* Set exercise *
The records follow. Transcribe only the lines from the line containing "Task: indicate one point on every instance of the stone railing" through the end, both ends included, and leave out the pictures.

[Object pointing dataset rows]
#####

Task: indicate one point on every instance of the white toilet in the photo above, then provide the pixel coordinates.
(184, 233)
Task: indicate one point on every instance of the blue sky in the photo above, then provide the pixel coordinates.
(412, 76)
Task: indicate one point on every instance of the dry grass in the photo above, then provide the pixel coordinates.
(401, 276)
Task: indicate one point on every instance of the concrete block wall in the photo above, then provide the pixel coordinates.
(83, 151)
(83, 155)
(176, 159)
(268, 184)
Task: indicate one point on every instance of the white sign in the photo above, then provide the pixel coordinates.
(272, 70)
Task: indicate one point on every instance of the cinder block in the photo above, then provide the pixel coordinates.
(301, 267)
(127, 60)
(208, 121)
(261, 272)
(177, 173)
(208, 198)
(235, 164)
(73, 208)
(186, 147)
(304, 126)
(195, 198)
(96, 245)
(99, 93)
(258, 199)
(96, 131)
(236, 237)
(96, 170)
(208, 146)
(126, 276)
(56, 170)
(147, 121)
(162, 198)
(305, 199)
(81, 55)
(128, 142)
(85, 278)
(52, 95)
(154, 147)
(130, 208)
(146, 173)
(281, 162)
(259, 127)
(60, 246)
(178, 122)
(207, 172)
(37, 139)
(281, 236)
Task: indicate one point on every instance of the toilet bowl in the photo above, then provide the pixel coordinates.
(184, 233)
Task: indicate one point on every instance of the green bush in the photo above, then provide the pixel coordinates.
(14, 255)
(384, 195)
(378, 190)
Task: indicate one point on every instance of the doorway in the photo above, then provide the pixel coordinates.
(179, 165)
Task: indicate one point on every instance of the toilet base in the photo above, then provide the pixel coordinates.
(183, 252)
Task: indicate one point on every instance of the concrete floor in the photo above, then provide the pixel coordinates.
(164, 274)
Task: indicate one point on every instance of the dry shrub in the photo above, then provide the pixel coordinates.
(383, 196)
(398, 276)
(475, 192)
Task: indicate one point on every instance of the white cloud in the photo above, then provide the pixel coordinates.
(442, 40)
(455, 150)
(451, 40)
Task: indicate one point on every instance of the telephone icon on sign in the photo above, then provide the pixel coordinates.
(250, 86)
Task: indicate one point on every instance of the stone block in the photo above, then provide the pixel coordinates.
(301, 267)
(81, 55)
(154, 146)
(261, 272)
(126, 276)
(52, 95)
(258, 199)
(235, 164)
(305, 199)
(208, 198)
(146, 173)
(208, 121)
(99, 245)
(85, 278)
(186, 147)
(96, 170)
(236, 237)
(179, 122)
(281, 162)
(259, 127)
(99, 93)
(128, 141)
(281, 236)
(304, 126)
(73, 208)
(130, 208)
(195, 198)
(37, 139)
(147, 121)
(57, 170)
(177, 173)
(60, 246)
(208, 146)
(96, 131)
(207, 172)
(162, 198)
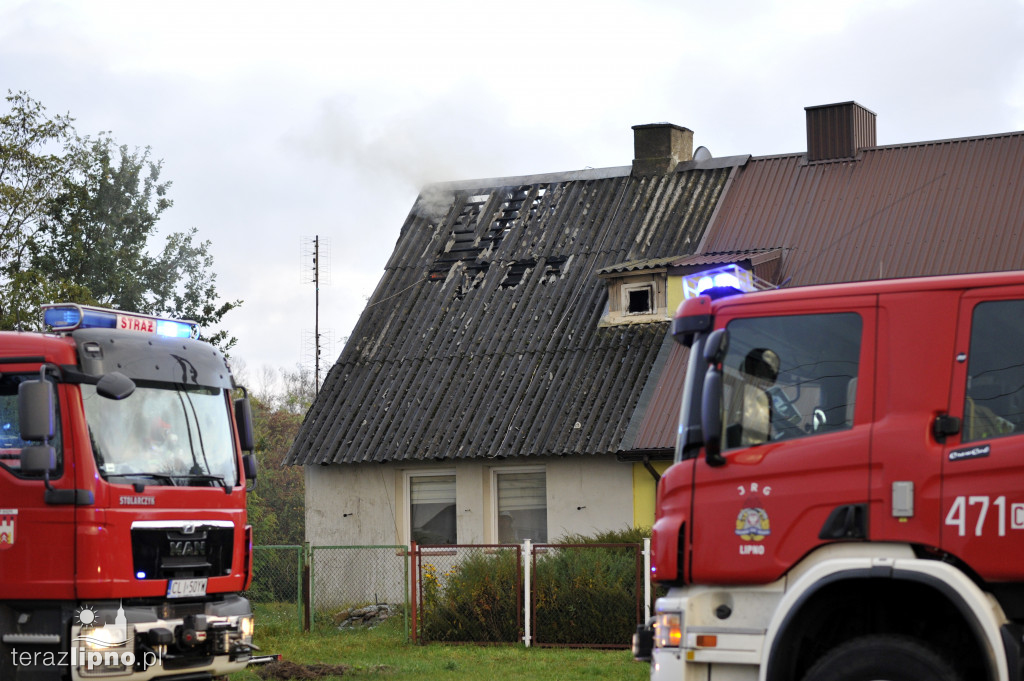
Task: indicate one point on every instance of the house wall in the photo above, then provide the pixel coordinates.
(367, 504)
(645, 493)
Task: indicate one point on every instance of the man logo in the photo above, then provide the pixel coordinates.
(8, 520)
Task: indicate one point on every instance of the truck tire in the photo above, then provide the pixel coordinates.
(882, 658)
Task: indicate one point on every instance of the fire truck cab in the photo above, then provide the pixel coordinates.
(847, 498)
(123, 538)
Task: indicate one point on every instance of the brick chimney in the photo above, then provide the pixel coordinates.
(839, 131)
(658, 147)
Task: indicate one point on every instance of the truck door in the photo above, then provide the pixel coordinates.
(982, 496)
(37, 539)
(798, 381)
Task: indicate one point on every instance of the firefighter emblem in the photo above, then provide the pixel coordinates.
(8, 519)
(753, 523)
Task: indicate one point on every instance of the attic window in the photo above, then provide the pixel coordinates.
(553, 268)
(517, 271)
(638, 299)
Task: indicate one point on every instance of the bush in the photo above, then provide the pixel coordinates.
(583, 595)
(475, 600)
(587, 594)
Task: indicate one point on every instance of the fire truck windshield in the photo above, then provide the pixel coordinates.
(162, 434)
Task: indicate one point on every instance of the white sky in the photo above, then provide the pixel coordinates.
(278, 121)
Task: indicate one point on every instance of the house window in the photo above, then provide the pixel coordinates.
(521, 505)
(639, 299)
(431, 509)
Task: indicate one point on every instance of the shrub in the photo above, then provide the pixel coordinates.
(475, 600)
(588, 594)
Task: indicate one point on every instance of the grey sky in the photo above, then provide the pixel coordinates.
(278, 121)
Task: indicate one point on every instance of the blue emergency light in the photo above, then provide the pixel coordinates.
(69, 316)
(731, 275)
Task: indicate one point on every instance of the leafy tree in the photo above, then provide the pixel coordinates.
(87, 239)
(31, 175)
(276, 507)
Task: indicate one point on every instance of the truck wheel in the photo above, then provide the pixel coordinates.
(882, 658)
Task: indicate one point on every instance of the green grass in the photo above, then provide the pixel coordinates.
(383, 653)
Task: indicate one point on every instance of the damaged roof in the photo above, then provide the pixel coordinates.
(481, 338)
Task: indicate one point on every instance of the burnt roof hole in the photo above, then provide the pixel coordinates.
(472, 278)
(517, 272)
(639, 301)
(462, 246)
(554, 269)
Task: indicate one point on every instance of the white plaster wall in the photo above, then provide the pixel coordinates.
(586, 495)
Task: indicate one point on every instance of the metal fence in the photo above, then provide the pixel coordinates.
(570, 595)
(468, 594)
(346, 578)
(278, 579)
(582, 595)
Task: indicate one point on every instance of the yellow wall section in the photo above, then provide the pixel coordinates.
(644, 492)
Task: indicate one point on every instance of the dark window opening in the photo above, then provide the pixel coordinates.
(639, 301)
(517, 272)
(554, 268)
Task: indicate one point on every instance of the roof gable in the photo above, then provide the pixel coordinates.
(481, 338)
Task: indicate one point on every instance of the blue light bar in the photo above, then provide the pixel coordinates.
(68, 316)
(730, 275)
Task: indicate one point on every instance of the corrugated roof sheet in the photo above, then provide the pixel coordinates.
(930, 208)
(482, 339)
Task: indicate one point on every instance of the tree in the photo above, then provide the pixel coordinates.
(88, 240)
(31, 176)
(276, 507)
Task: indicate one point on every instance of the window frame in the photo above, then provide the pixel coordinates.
(408, 476)
(495, 500)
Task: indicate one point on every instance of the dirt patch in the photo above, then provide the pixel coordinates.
(287, 671)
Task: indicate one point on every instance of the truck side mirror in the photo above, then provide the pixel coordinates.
(244, 423)
(36, 412)
(711, 398)
(38, 460)
(250, 469)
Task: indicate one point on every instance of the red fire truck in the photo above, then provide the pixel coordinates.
(123, 538)
(847, 502)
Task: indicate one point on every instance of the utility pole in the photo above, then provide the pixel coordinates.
(318, 249)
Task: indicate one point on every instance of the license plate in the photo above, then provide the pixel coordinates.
(186, 588)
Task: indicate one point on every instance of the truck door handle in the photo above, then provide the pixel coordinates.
(70, 498)
(848, 521)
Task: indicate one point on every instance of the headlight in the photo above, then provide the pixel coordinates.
(246, 627)
(668, 630)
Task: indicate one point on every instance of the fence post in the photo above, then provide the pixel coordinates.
(646, 579)
(307, 587)
(299, 569)
(527, 589)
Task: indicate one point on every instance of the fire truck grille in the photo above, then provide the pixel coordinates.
(170, 553)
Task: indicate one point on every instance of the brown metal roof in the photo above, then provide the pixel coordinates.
(930, 208)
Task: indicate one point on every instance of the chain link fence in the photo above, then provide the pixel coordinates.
(587, 595)
(469, 594)
(276, 587)
(579, 594)
(369, 583)
(582, 595)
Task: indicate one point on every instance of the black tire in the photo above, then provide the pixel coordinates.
(882, 658)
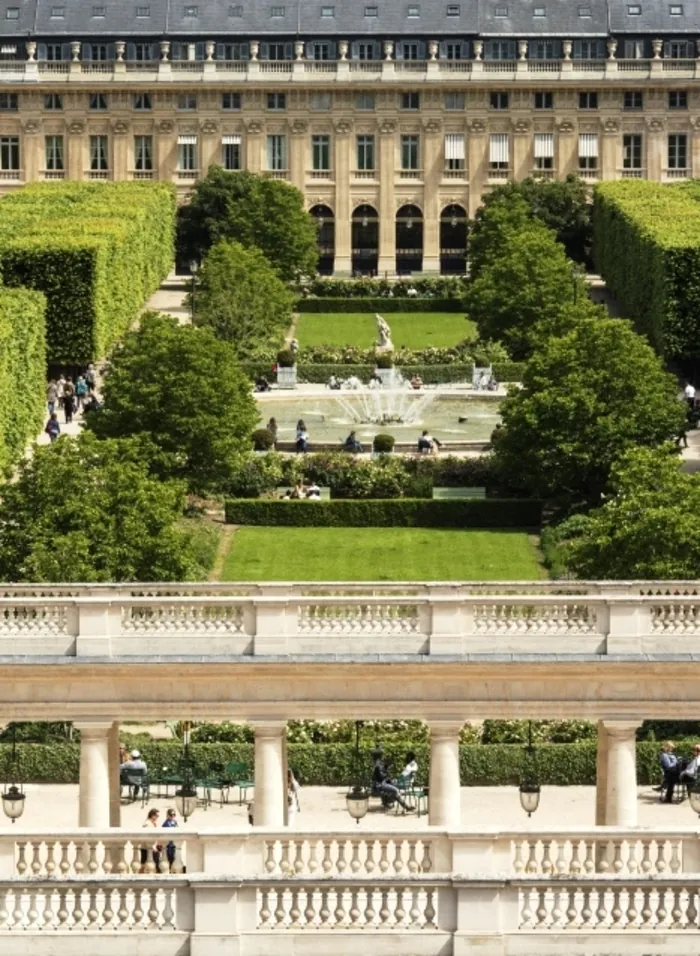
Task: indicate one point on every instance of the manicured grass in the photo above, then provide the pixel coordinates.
(414, 330)
(380, 554)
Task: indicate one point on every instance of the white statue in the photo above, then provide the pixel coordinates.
(384, 343)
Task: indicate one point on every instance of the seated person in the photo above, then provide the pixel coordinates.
(381, 785)
(352, 443)
(688, 775)
(671, 769)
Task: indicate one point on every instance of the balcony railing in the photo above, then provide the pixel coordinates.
(420, 620)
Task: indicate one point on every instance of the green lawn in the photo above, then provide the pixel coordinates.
(380, 554)
(414, 330)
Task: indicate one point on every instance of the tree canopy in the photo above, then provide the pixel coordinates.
(563, 207)
(241, 299)
(649, 529)
(182, 389)
(586, 399)
(88, 510)
(525, 289)
(255, 211)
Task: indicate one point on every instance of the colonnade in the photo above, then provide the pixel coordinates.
(99, 803)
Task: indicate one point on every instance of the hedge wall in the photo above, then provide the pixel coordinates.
(386, 513)
(333, 764)
(96, 250)
(647, 248)
(381, 305)
(22, 371)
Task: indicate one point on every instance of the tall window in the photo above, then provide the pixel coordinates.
(277, 152)
(143, 153)
(632, 151)
(321, 152)
(99, 153)
(499, 151)
(410, 152)
(365, 153)
(588, 151)
(54, 152)
(231, 152)
(543, 146)
(454, 151)
(187, 153)
(9, 153)
(677, 151)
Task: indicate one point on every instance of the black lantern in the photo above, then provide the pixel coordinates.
(186, 796)
(13, 794)
(357, 797)
(529, 782)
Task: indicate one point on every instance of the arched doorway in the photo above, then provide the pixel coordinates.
(325, 224)
(453, 240)
(365, 241)
(409, 240)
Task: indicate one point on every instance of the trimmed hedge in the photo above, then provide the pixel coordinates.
(647, 248)
(380, 305)
(22, 371)
(96, 250)
(386, 513)
(332, 765)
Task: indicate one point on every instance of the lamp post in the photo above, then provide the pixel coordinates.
(357, 798)
(194, 266)
(186, 796)
(529, 783)
(13, 794)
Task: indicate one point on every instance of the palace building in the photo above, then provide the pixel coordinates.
(392, 116)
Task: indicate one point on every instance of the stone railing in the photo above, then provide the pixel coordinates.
(423, 893)
(412, 620)
(340, 71)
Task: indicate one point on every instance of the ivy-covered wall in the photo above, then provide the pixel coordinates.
(96, 250)
(647, 248)
(22, 371)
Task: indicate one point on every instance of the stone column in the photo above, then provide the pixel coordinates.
(115, 803)
(387, 208)
(444, 799)
(432, 177)
(621, 776)
(94, 798)
(270, 788)
(601, 774)
(343, 212)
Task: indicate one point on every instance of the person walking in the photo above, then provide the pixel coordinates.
(69, 399)
(81, 390)
(53, 427)
(51, 396)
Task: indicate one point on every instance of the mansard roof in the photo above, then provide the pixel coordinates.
(347, 18)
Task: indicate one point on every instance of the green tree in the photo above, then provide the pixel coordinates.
(88, 510)
(528, 291)
(241, 299)
(564, 207)
(586, 399)
(182, 389)
(650, 528)
(255, 211)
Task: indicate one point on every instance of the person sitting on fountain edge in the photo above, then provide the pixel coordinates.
(353, 444)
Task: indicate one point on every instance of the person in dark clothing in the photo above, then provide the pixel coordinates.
(382, 786)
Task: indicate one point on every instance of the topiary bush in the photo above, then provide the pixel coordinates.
(383, 443)
(96, 250)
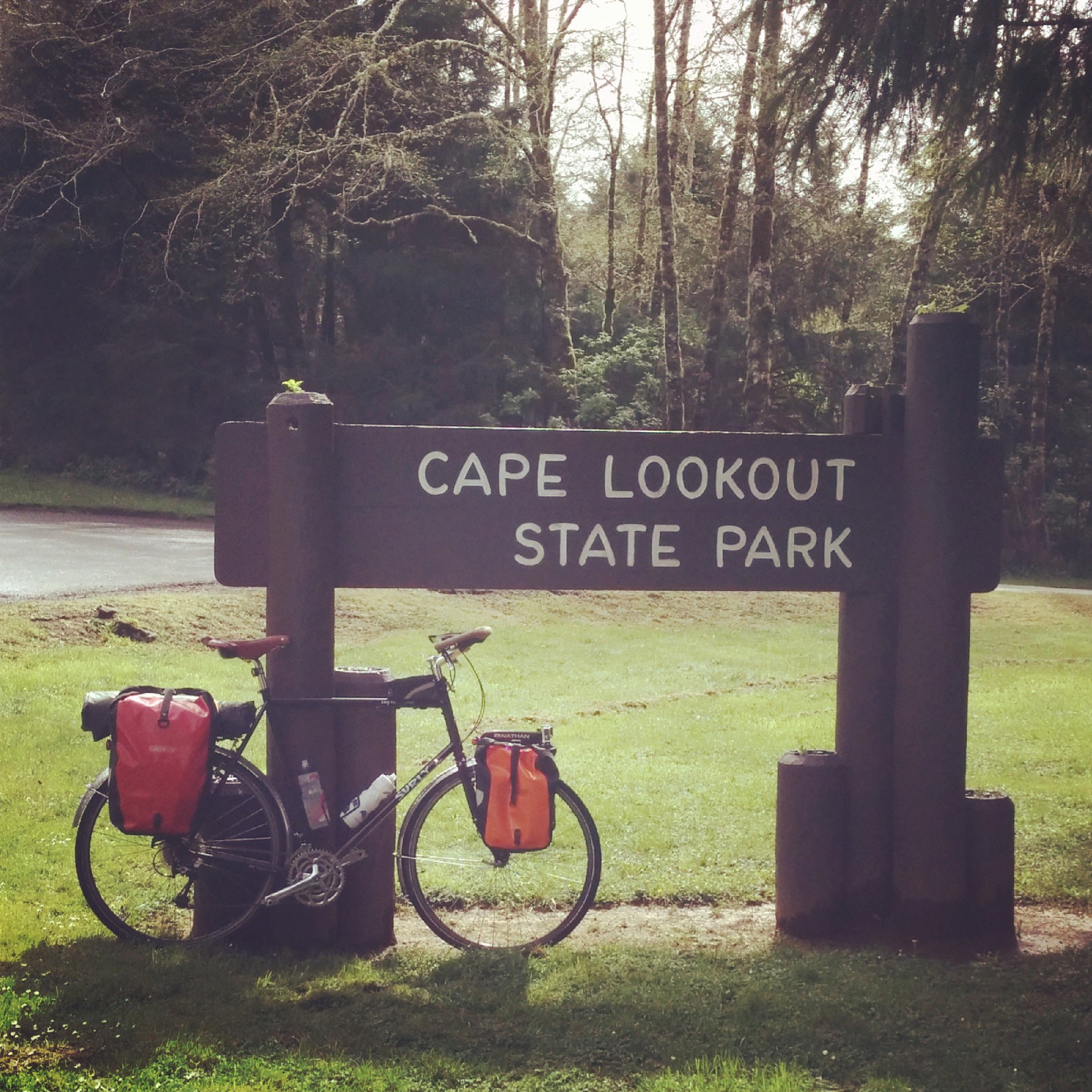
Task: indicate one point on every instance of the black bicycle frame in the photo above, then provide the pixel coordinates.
(455, 747)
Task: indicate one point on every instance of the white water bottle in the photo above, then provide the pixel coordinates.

#####

* Task answer *
Task: indicate one point on every instance of the stone railing in the photo above, then provide the pixel coordinates.
(423, 893)
(412, 620)
(340, 71)
Task: indicate one point on every instance of the ivy-covered wall in the photo above, then provide the pixel coordinates.
(96, 250)
(647, 248)
(22, 371)
Task: indicate one point on every instance of the stone column in the photo above, then provide the pixel coordinates.
(115, 803)
(387, 208)
(444, 799)
(432, 177)
(621, 776)
(94, 798)
(270, 788)
(601, 774)
(343, 212)
Task: indicate one point on every instance of the person walking in the photo above, then provide the pixel coordinates.
(69, 399)
(81, 390)
(53, 427)
(51, 396)
Task: indicate one point on every instance of the mansard roof in the photo above, then provide the pixel coordinates.
(347, 18)
Task: indicate one point on every instance of the green tree in the photo above, then provide the pixel coordinates.
(88, 510)
(528, 291)
(241, 299)
(564, 207)
(586, 399)
(182, 389)
(650, 528)
(255, 211)
Task: indicate one point on every instance of the person sitting on fountain edge in the photo above, then provide the pixel coordinates.
(353, 444)
Task: indicate one point on every instance of the person in dark clothing in the photo above, then provide the pixel coordinates.
(382, 786)
Task: indicate one point on every instance of the topiary bush in the photo above, then provide the pixel coordinates.
(383, 443)
(96, 250)
Task: indicate one point on every instance of the black bicycle frame in the photo above, then provide the pixel coordinates.
(455, 747)
Task: indicate one point on every instance of the white water bottle in the photo above, then provide the pixel coordinates.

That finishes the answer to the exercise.